Assignment: Set down all of the lines below exactly as they are given.

Available data:
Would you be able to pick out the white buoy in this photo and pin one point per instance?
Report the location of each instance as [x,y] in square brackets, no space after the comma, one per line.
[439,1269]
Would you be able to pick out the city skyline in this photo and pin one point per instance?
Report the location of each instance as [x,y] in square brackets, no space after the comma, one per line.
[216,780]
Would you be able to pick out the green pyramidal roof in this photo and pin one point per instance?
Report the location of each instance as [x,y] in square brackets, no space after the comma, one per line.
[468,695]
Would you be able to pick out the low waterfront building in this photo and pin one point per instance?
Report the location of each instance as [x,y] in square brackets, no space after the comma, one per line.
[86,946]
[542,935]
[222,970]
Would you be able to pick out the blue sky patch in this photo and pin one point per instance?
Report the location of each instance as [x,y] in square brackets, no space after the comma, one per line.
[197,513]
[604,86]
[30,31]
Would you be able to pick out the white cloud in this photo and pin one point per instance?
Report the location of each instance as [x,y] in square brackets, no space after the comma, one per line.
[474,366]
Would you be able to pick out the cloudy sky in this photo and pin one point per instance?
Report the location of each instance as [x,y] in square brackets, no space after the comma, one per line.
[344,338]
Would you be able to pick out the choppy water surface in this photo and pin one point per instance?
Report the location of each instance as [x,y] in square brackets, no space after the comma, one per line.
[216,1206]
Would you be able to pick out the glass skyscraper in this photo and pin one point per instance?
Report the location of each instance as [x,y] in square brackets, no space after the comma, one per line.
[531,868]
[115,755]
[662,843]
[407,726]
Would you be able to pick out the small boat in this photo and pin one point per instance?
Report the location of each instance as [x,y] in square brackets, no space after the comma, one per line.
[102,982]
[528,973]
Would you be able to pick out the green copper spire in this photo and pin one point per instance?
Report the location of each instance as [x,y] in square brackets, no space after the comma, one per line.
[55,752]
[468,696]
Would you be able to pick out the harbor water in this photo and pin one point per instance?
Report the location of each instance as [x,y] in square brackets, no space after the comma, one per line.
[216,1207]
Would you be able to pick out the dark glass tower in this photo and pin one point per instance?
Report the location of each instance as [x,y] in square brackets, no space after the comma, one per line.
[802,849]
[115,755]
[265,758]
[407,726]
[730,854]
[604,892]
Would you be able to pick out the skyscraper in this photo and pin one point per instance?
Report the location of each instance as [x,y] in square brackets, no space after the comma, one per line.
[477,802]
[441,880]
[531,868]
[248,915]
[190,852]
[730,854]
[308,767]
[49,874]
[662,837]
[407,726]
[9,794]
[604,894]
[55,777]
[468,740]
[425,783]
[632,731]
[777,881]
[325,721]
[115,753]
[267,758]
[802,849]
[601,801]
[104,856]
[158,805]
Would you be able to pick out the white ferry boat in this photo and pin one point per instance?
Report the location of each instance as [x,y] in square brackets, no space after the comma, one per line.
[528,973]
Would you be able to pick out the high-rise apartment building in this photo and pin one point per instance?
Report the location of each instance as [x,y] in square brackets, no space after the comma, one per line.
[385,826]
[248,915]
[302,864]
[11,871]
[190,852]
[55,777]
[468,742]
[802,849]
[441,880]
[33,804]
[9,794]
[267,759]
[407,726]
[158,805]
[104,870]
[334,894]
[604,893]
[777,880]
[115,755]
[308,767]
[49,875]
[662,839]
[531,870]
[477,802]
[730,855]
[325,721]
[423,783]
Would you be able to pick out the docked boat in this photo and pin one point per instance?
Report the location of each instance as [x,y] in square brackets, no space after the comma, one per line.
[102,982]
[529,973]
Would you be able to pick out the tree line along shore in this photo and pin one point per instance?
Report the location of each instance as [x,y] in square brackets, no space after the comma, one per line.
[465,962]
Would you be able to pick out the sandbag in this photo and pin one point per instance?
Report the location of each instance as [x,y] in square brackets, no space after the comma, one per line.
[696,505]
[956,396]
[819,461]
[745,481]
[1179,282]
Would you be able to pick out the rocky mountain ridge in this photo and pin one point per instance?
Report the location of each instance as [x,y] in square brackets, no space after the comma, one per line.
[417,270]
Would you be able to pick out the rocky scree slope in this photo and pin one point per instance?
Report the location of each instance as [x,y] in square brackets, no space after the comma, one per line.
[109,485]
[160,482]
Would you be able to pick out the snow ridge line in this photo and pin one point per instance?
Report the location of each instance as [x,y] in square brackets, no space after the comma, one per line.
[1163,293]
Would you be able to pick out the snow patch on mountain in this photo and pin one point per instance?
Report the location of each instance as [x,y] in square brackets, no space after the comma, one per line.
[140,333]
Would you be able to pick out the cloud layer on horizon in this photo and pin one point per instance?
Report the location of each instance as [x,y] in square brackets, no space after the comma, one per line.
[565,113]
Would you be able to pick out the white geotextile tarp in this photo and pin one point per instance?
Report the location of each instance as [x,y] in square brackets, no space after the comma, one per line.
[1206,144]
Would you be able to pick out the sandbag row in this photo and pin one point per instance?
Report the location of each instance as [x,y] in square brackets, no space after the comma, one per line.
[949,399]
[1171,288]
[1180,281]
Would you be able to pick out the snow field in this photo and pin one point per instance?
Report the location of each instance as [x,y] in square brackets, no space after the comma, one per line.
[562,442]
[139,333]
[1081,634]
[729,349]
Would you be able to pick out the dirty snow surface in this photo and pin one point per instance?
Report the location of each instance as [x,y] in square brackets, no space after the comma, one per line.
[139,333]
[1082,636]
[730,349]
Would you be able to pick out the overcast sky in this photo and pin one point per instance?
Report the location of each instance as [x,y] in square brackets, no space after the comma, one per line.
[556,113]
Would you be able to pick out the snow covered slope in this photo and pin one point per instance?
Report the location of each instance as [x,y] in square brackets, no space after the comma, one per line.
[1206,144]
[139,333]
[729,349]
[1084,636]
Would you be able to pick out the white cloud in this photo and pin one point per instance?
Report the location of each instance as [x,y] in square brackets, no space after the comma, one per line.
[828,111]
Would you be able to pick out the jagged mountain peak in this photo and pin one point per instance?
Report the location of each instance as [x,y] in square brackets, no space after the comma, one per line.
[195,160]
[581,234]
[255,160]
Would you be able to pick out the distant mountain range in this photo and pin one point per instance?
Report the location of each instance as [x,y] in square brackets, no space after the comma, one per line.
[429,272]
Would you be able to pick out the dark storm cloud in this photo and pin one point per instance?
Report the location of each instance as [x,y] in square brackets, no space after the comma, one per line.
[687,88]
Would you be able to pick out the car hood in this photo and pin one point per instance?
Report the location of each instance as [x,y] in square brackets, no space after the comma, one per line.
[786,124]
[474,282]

Answer:
Would you be able to pick out the white buoy in this photo and pin one point per instance?
Report the location of each instance as [x,y] in square brackets, no space after the comma, one per line.
[439,1269]
Would you be able to pick out the city skyline in this photo and pin one point per instance?
Report the location of each instance as [x,y] in square brackets, no space after the comma, one per line.
[216,780]
Would you be able to pick out the green pyramidal roof in this photo and pin one point per instance?
Report the location of each instance as [x,y] in square brackets, no space after the comma, one per line.
[468,695]
Would you be able to pick out the low waterfront building in this photo and pin one point per instance?
Report the location of each instance as [x,y] in square brackets, no space after the comma, one per line.
[86,946]
[542,935]
[222,970]
Would you be able to pick out the blue sky patch in this photo and pin one point per instance?
Report the location of each instance as [x,y] in square brackets, no space after the comma, one per line.
[197,513]
[604,86]
[30,31]
Would you be able to pick out the white cloud in this photo and pin one point per instance?
Report the location of each instance as [x,y] in square brackets, no space after the comma, one per line.
[474,366]
Would you be able to pick out the cloudy sky in this photo and pin one point per instance?
Report the location of each instance as [x,y] in square brackets, no space after the comma, one per line.
[344,338]
Would you be able to pick out the choppy water surface in this photo and pin one point per instance?
Report the location of each instance as [x,y] in square brackets, no space after the comma, one per line.
[216,1206]
Would you be able to pick out the glass skyscraper in this photo and pin one point per instance?
Report the location of each instance as [x,y] in square brackets, no space after the comma, one per line.
[531,868]
[115,755]
[662,843]
[407,726]
Would you be able to pick out the small boat in this photo and pin one point per instance?
Report the location of each instance as [x,y] in square brackets, no space after the comma, one per line.
[102,982]
[528,973]
Would you be able to pick out the green copper spire in this photo and pin one point per instance?
Report the location of each instance as [x,y] in square brackets, no space after the comma, one per line.
[55,752]
[468,696]
Would you be able to pick out the harbor water in this photo and pin one point per instance?
Report the location of each instance as [x,y] in square brackets, no space after the comma, one per line.
[216,1207]
Would you be able to pick out the dark glass tower in this photo and pin one point per instance?
Report the location of each instance as [x,y] in square brackets, no space after the comma, one per line.
[802,849]
[115,755]
[265,758]
[407,726]
[730,854]
[604,892]
Would you be able to pick out the skyscraper in this photo and pin one point per instance?
Report the location of each instance as [x,y] in square brackets, no space after the comma, one per line.
[477,802]
[441,880]
[531,868]
[248,915]
[190,852]
[730,854]
[308,767]
[49,874]
[662,837]
[407,726]
[9,794]
[604,894]
[55,777]
[468,740]
[425,783]
[632,731]
[777,881]
[325,721]
[115,753]
[267,758]
[802,849]
[601,801]
[104,856]
[158,805]
Would you be able to pick out the white ferry boat in this photo and pin one point per instance?
Report the location of each instance as [x,y] in square brackets, no space after the comma, one per line.
[528,973]
Would you be able to pick out the high-rise apartment building in this photo and pin one point per instance?
Report the location of each instance as [x,y] in square brackets, no space after the comma, one per line.
[385,826]
[248,915]
[302,864]
[11,871]
[190,852]
[55,777]
[468,742]
[802,849]
[441,880]
[33,804]
[9,794]
[267,759]
[407,726]
[158,805]
[104,870]
[334,894]
[604,893]
[777,880]
[115,755]
[308,767]
[49,875]
[662,839]
[531,870]
[477,802]
[730,855]
[325,721]
[423,783]
Would you be able to pick out the docked boat in this photo and pin one point per instance?
Report the location of each instance as [x,y] in square brackets, no space after the comma, one per line.
[102,982]
[529,973]
Would you be able to pick out the tree line along shore in this photo and pin one point per instance?
Report the location of each instance as [x,y] in square brackets, no space after the comma, one per line.
[465,962]
Would you be able to pick out the sandbag in this photo and pin one point per instance?
Report the location of each instance as [x,y] in square brackets, no space after the comma, one per line.
[696,505]
[956,396]
[819,461]
[745,481]
[1179,282]
Would you be able to pick out the rocky mountain ridge in this photo and pin one point per instance?
Report the location of each instance as [x,y] in square brackets, no space after the comma, one per line.
[417,270]
Would you be able to pick out the rocky scree slope in this photo and pin one point per instance?
Report the location of each instance as [x,y] in square brackets, no space after the comma, one per line.
[109,485]
[160,482]
Would you be able to pick out the snow ridge line in this photo and pin one point per instance?
Report the location of each instance as [x,y] in square brackets, no space after the comma, one per line.
[1163,293]
Would you be able to pick out the snow patch on mountain in this photo and pin one point per instance?
Report the location of each instance as [x,y] in square brackets, no space after the comma, one per line.
[140,333]
Would you be able to pick out the cloud layer on horizon in this photo and pin one point per instance?
Report the location of each instance as [x,y] in square brackets, no space after the comma, one per line.
[565,113]
Would you be able to pick out the white geotextile tarp in this photo and pin one point per instance?
Report the location of each instance as [x,y] in square brackets, no space after the comma, one per line.
[1206,144]
Would you be able to pick out the sandbag row in this photo and pin one point per instance?
Report the location of each instance as [x,y] in square brackets, no space after the comma, one per line.
[949,399]
[1171,288]
[1180,281]
Would you be able to pick out the snow field in this photo and pin one point per instance?
Report the location of each instance as [x,y] in square brackets, no space after the comma, one per line.
[562,442]
[139,333]
[1081,634]
[729,349]
Would you be able to pick out the dirty snow surface in this photo and pin one point per instance?
Report the location of each instance as [x,y] in square brackets, no space after the comma, one per line.
[139,333]
[1082,636]
[730,349]
Would you be able to pick out the overcast sky in this photo and pin one point per instance?
Report the location of each instance as [x,y] in square brackets, no space after the comma, one per line.
[556,113]
Would you be able to pick out the snow covered slope in this photo and pin one point per instance?
Report the location of each instance as [x,y] in square brackets, no space after the comma, one per line.
[1206,144]
[139,333]
[729,349]
[1084,636]
Would you be able to pick out the white cloud in this photo and pin one point per instance?
Report the location of each instance as [x,y] in square brackets, no space after the comma, one per line.
[828,111]
Would you be able to pick out the jagged mountain peak in this photo and pin one point per instance?
Report the location of each instance as [x,y] in square brackets, no space after the comma, one per line.
[195,160]
[581,234]
[255,160]
Would you be able to pick out the distant mountain range in this photo and pin one point per instance?
Report the location of each instance as [x,y] in square brackets, no space after the comma, one per line.
[429,272]
Would you be able to pick out the dark storm cloud in this photo and pin one point per instance?
Report the location of each instance as [x,y] in square brackets, no space after the comma, one per line.
[687,88]
Would you be able to pick out the car hood in this photo and pin one point per instance?
Report the location of each instance as [x,y] in square brackets, no space after the comma, one per line.
[786,124]
[474,282]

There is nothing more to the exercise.